== Given information
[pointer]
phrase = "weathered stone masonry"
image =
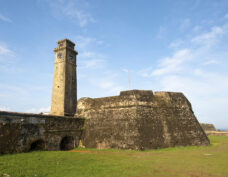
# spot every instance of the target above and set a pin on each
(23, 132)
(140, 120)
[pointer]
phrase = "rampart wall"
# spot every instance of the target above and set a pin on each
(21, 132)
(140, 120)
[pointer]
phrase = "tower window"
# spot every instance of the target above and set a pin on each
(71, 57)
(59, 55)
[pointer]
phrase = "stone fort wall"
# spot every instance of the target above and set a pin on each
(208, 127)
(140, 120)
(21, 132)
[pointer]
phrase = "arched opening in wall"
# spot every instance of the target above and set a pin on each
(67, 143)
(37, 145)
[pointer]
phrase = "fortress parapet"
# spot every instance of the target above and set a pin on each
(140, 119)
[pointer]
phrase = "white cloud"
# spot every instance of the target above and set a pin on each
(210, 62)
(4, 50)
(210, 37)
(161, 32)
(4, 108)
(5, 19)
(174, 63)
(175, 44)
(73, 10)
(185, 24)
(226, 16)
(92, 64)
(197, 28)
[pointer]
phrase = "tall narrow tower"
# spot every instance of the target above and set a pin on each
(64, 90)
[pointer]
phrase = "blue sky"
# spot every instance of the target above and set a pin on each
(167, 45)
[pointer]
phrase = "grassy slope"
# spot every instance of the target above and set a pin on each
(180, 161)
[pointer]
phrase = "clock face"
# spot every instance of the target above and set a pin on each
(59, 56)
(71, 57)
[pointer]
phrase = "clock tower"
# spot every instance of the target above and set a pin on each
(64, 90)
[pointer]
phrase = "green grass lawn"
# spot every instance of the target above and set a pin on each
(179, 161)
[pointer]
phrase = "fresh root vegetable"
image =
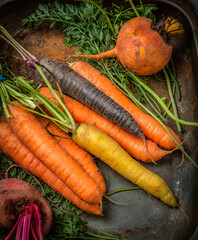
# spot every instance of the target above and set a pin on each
====
== Given information
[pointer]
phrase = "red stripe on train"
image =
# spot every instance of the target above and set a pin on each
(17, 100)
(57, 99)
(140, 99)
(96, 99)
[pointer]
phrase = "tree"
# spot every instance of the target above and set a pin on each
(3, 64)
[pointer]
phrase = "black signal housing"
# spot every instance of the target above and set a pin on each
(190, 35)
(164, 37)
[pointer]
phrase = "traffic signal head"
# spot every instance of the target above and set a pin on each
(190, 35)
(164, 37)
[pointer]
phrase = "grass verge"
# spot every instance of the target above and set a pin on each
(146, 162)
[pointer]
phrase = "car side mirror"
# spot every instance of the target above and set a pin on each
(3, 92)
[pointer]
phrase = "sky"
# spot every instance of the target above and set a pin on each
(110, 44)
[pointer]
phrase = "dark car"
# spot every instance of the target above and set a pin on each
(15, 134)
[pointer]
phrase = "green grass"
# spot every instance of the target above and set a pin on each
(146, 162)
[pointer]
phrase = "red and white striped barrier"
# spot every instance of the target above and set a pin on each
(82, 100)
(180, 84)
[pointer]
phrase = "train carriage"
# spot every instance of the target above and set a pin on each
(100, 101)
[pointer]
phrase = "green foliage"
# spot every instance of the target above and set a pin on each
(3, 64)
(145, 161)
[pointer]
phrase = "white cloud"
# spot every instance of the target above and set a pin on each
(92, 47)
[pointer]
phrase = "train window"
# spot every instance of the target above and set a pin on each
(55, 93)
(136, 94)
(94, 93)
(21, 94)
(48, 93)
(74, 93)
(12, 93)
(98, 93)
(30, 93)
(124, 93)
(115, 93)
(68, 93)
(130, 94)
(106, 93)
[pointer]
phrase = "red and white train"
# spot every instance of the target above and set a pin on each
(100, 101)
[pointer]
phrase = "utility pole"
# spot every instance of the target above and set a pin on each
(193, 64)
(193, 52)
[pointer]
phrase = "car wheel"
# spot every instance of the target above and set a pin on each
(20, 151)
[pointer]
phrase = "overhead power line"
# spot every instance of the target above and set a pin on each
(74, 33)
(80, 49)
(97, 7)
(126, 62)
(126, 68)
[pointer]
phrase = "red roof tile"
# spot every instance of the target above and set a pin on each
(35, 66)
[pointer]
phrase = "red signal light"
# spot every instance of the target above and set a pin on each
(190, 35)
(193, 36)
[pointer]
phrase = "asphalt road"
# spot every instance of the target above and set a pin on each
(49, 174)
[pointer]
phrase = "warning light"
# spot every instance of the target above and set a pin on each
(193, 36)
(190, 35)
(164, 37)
====
- **What you will do**: Take from the entries every line that has the string "stone".

- **Written response**:
phrase = "weathered stone masonry"
phrase = "stone fort wall"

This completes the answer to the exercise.